YOUR TASKS:
**1)** In the news excerpt about Cullen's run for the NDP leadership, which party luminaries are named as having endorsed Topp?
**2)** From the news excerpt about Cullen's NDP leadership campaign, copy word for word the passage that opens with the words containing "He's also been" and closes with "Minister Stephen Harper.".
**3)** Write what comes next in the news excerpt about Cullen's bid for the NDP leadership, continuing from its last sentence.

PAGE EXTRACT:
* * * *

Before deciding to take the plunge, Cullen said he checked out the rumour that Layton favoured Topp.

"I went to some people that were in the room to find that out. It was important for me. Like, if there had been a laying on of the hands kind of thing or if this had been Jack's hopes and plans, I wanted to know that ... and I was assured strongly that it wasn't (true)," he said.

"If it had been Jack's calculation and Jack really felt that this was important then it would change the way I thought about running because I respected his instincts so much."

Cullen said he "had no idea" Topp, who had always been a key backroom strategist, had ambition to become an elected player, much less leader. Topp has since become the presumed frontrunner, racking up an impressive roster of endorsement from party luminaries like former leader Ed Broadbent and former Saskatchewan premier Roy Romanow.

While Topp's campaign has been "well choreographed," Cullen took issue with the notion that Topp is a shoo-in.

"Very few establishment candidates win within an anti-establishment party like the NDP. If you're seen as the choice of the inside, there's a number of our members that automatically want to look elsewhere."

Cullen said he's been finding plenty of support among grassroots organizers, who are "suspicious that a coronation serves no one."

He's also been finding support among people who've never voted NDP but are joining to back his proposal to strike non-compete deals with Liberals and Greens in some Tory-held ridings to ensure the defeat of Prime Minister Stephen Harper.

"I'm the only (leadership) candidate in this race who's beaten a Conservative to get here. I know how to do it," Cullen said, adding that former Liberal and Green opponents now work with him in his northern B.C. riding.

* * * *

INFORMATION SHOWN:
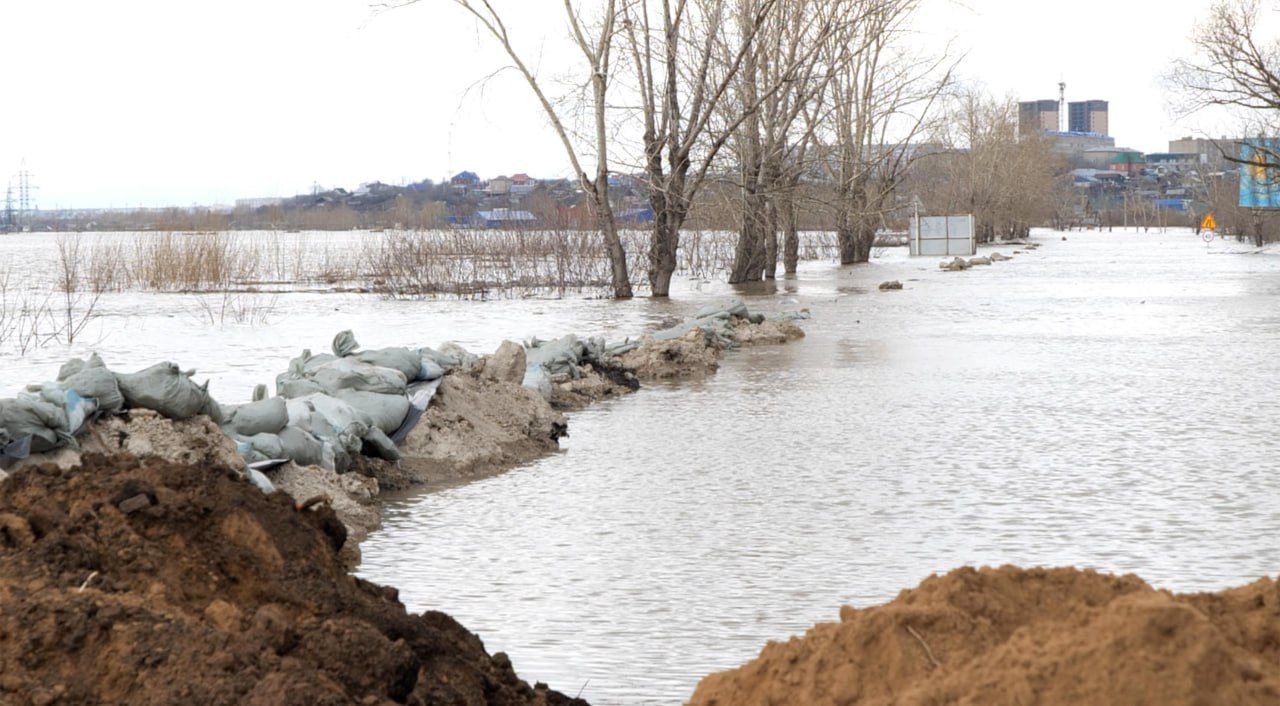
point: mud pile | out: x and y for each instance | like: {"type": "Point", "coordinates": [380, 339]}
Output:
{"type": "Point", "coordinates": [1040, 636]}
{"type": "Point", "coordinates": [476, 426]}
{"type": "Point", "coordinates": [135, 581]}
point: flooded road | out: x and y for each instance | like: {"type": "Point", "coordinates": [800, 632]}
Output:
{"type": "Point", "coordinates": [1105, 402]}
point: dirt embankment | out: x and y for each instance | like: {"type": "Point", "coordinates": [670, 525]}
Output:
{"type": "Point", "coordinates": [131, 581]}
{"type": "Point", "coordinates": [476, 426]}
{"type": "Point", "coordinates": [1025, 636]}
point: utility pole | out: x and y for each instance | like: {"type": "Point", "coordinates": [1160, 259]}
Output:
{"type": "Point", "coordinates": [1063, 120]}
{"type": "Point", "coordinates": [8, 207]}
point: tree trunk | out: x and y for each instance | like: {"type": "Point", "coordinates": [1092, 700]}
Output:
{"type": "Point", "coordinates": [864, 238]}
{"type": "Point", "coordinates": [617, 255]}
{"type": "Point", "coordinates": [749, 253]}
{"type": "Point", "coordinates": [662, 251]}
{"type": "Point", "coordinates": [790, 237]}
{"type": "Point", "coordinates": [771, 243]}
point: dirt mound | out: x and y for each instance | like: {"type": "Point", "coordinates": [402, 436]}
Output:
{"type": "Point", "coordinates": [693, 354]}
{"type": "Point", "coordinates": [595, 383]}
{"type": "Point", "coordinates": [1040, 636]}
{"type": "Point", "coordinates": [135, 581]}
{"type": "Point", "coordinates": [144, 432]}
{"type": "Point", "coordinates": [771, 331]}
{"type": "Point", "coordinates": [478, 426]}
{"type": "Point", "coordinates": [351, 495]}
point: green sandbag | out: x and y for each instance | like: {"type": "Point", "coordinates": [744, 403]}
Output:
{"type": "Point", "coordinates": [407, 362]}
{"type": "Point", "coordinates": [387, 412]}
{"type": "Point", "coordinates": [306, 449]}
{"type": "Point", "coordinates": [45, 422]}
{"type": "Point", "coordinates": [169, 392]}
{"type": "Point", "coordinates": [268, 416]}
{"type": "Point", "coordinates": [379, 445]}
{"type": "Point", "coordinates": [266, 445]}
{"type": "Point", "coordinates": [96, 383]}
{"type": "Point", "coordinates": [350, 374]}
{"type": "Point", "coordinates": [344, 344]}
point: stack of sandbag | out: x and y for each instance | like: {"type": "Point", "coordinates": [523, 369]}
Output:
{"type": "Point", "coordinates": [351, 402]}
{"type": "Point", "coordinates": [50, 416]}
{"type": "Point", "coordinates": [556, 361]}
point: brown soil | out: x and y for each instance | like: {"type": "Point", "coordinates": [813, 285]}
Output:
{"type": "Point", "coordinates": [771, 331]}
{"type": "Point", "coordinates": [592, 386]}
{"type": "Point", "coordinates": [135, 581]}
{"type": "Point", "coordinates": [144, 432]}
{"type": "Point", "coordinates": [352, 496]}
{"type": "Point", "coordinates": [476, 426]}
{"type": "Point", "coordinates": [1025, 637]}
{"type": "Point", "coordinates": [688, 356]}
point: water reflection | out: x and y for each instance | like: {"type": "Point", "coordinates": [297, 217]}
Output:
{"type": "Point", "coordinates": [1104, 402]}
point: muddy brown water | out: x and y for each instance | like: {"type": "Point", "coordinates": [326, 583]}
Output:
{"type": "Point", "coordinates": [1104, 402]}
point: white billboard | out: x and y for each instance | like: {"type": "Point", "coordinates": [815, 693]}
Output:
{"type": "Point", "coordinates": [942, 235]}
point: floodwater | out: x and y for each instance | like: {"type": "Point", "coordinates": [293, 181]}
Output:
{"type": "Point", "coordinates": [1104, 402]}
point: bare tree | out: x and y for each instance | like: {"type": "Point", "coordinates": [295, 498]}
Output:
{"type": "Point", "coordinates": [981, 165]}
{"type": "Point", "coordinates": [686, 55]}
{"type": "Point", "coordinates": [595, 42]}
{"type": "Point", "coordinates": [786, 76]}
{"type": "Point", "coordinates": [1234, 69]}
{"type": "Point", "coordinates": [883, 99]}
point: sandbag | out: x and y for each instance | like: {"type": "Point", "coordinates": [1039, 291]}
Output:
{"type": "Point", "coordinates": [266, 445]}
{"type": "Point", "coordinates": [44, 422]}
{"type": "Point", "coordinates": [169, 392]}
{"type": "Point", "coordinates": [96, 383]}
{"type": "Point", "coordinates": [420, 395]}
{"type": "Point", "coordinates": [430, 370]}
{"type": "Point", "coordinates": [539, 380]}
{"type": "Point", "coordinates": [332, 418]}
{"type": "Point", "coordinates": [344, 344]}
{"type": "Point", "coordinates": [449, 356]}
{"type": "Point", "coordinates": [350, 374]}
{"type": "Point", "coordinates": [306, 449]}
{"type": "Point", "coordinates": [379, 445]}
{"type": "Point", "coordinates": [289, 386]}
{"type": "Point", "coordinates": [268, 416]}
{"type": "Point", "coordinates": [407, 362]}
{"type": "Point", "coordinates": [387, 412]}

* * * *

TASK ANSWERS:
**1)** Former leader Ed Broadbent and former Saskatchewan premier Roy Romanow.

**2)**
He's also been finding support among people who've never voted NDP but are joining to back his proposal to strike non-compete deals with Liberals and Greens in some Tory-held ridings to ensure the defeat of Prime Minister Stephen Harper.

**3)**
Cullen said he doesn't want the leadership race to be a dull affair in which contenders are "in violent agreement" on big policy questions and differ only on minute details as they vie for support among existing party members.

"In a sense I'm doing something quite bold or, depends on your point of view, risky. I'm speaking past the existing party membership ... I understand people who will say, 'This is an offence to me as a New Democrat' but I'm also going to fill the room with people who have never been in the room before."

He said backroom players in all parties tend to believe politics "is war, you have to knee-cap your opponent, aggression is the only thing that pays off." He begs to differ.

"Turning voters off, particularly young voters, does a disservice to all of us ... We're not generous enough in our politics."

A former small-business owner, Cullen cast himself as a pragmatist who wants to see the party maintain its role as the nation's social conscience while showing it can manage the economy and be friendly to business. He said the party needs to "drop the 1950s rhetoric" that business "is inherently destructive and evil."

Cullen said he's as comfortable meeting with bankers as "the credit union crowd and I think we need to do both."

On other issues, Cullen:

-- Said he learned two important lessons from Layton: to be pragmatic and to be himself.

-- Acknowledged Layton made some mistakes, including initially trying to block Green Leader Elizabeth May from the leaders' televised debates during the 2008 campaign. Cullen put that down to bad advice from backroom strategists, whom he declined to name.

-- Said he's working to ensure a united NDP front against the Harper government's bill to scrap the long-gun registry. Cullen has in the past favoured eliminating the registry but he said the bill goes too far, destroying the data collected and declassifying dangerous semi-automatic firearms.

He said his position is based on the views of "reasonable" gun owners he's been representing, not "gun nuts" who "think a grenade launcher is a reasonable choice when you go hunting."

However, unlike Topp, he doesn't think the vote on the bill should be whipped.

-- Joked that he keeps a list of MPs he can't stand, which he's been forced to keep to just two names at a time for his own sanity.

"It's just too easy around this place to build up that personal animosity," he said, calling some Tory MPs "certifiable" in their opposition of women's rights and gay rights.